**The problem:**
Transcribe each line of the records below exactly, excluding any embedded images.

======== Supplied records ========

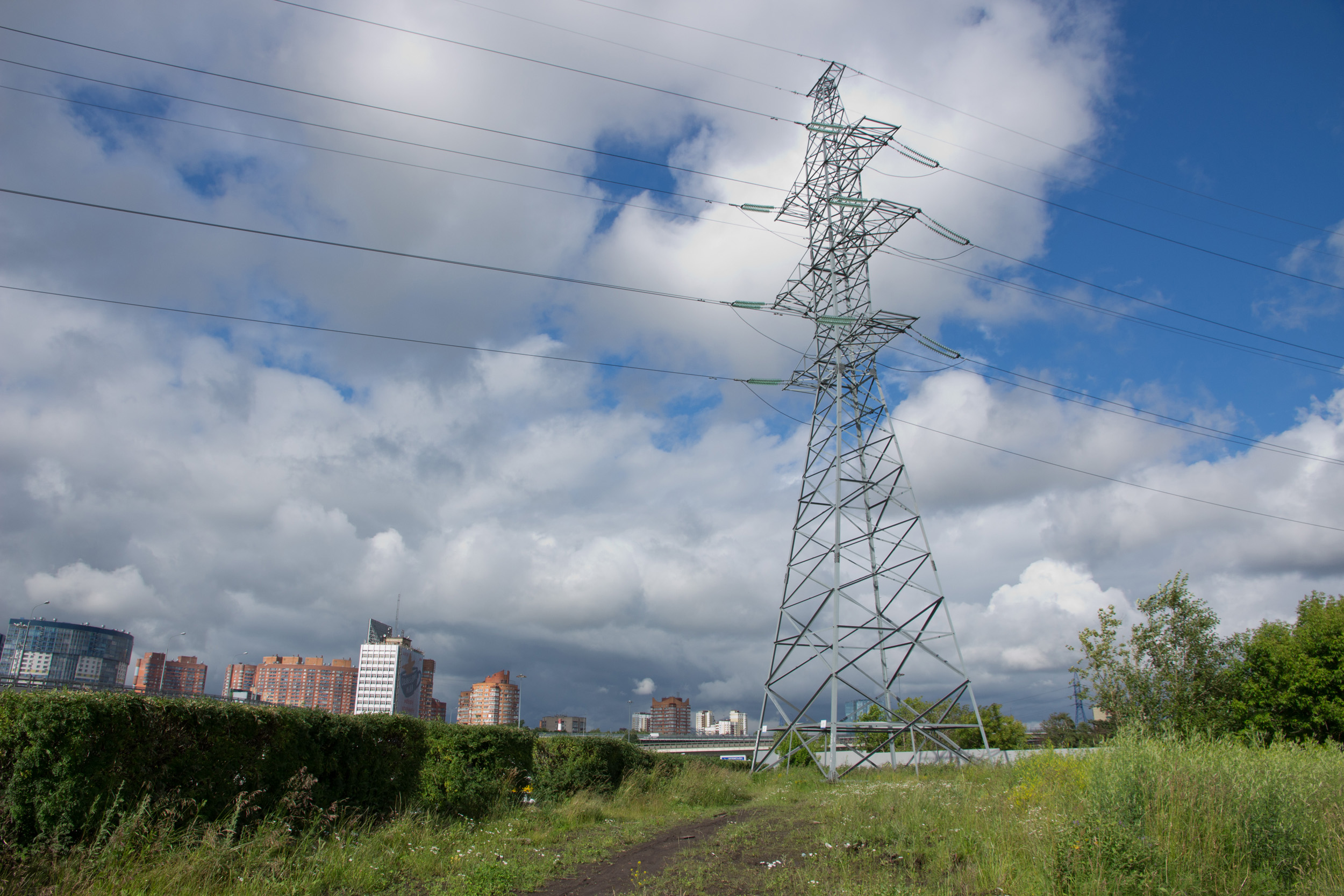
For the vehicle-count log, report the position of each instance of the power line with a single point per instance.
(1092, 159)
(1148, 233)
(1136, 485)
(511, 55)
(571, 174)
(706, 174)
(1166, 308)
(1098, 190)
(649, 370)
(361, 133)
(961, 112)
(409, 164)
(1175, 422)
(631, 12)
(370, 249)
(1133, 413)
(1321, 367)
(346, 332)
(625, 46)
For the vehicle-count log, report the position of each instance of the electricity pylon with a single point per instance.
(863, 606)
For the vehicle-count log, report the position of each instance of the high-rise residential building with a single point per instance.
(156, 673)
(738, 720)
(431, 708)
(390, 676)
(66, 652)
(671, 716)
(569, 725)
(490, 703)
(240, 676)
(305, 682)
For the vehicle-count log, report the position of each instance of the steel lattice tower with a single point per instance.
(862, 602)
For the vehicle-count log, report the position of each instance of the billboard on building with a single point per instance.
(409, 672)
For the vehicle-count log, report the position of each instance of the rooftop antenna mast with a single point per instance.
(863, 605)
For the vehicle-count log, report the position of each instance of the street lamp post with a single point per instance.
(23, 645)
(163, 669)
(520, 703)
(227, 683)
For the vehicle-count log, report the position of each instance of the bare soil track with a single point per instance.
(624, 872)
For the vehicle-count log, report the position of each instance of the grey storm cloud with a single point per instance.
(269, 489)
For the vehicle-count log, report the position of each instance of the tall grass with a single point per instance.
(1141, 816)
(300, 851)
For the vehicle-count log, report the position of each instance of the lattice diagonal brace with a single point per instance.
(863, 607)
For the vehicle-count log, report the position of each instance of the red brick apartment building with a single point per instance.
(297, 682)
(671, 716)
(488, 703)
(156, 673)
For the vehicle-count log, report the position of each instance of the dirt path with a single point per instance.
(624, 872)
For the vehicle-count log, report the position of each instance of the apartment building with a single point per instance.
(156, 673)
(671, 716)
(490, 703)
(390, 676)
(240, 676)
(65, 652)
(304, 682)
(740, 723)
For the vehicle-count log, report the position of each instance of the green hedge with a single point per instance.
(565, 766)
(471, 769)
(68, 755)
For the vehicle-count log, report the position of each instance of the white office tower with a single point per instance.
(389, 679)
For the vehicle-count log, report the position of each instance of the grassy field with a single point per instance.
(1139, 817)
(517, 849)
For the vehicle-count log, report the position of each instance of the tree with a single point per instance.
(1174, 671)
(1062, 731)
(1292, 675)
(1003, 733)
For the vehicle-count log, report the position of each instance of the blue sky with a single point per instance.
(1243, 103)
(269, 491)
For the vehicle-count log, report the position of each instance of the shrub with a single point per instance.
(471, 770)
(565, 766)
(72, 761)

========

**Result:**
For the vehicle-count log, report the position of each instance of the power line with a single point per instance.
(1092, 159)
(1148, 233)
(1136, 485)
(511, 55)
(571, 174)
(706, 174)
(1166, 308)
(1098, 190)
(649, 370)
(361, 133)
(961, 112)
(409, 164)
(1175, 422)
(631, 12)
(370, 249)
(1133, 413)
(1321, 367)
(346, 332)
(625, 46)
For the vehicle-count log, report the position of each instance of the electricity pylon with a single point per instance.
(863, 606)
For the vehicle-count log, report the position of each instance of the high-rise residential building with a single point per instance.
(156, 673)
(738, 720)
(431, 708)
(390, 676)
(66, 652)
(671, 716)
(569, 725)
(490, 703)
(240, 676)
(305, 682)
For the vehicle-count log, report the position of each instance of the steel lattice tower with a single point per instance.
(862, 602)
For the vehicle-count log, report the position of each instance of the billboard on building with a single point per instance.
(409, 672)
For the vehicle-count log, report the position of each instance of the rooftop antenna mast with a single point per instance.
(863, 605)
For the vehicle-count log, report the position of each instance of the street lamp post with a single point per instance.
(23, 645)
(163, 669)
(520, 703)
(227, 683)
For the vehicle-count log, report the position of each instance of the bare soil track with a single point per instance.
(624, 872)
For the vehicle-count log, report the position of each instance of the grey storm cloud with a single point per instance.
(269, 489)
For the vehicle-count log, report the position of each instance of the tall grass with a single point per instance.
(1141, 816)
(300, 851)
For the vehicle-count log, report the position of each instance of the lattice diagonal brace with a single point per instance.
(863, 607)
For the vehicle-count log, report the position of each instance of the red brick apartment building with a single point per instance.
(297, 682)
(671, 716)
(488, 703)
(156, 673)
For the vehicle-count log, report the position of each instance of the dirt path with a single point per instance.
(624, 872)
For the vehicle-count log, report the position of each instance of the apartment building with a single point per instance.
(156, 673)
(671, 716)
(490, 703)
(390, 676)
(240, 676)
(65, 652)
(304, 682)
(740, 723)
For the vehicle-count log, report the position of each instance of the green hedge with a single point per instance.
(565, 766)
(471, 769)
(68, 755)
For the vehicle-count log, report the position of each instance of the white office tower with a single point per instance.
(389, 679)
For the vehicle-count log, report the position of each instance of the grassy field with a single point per instance.
(1139, 817)
(517, 849)
For the vehicle-count log, report the position of each instance of the tree with a single point per instance.
(1174, 671)
(1062, 731)
(1292, 675)
(1003, 733)
For the vehicle-count log, report the position of each instance of the blue sky with a single point per instance.
(1243, 103)
(269, 491)
For the vehicle-count log, report the position of each instance of the shrub with a single point per instance.
(471, 770)
(565, 766)
(72, 761)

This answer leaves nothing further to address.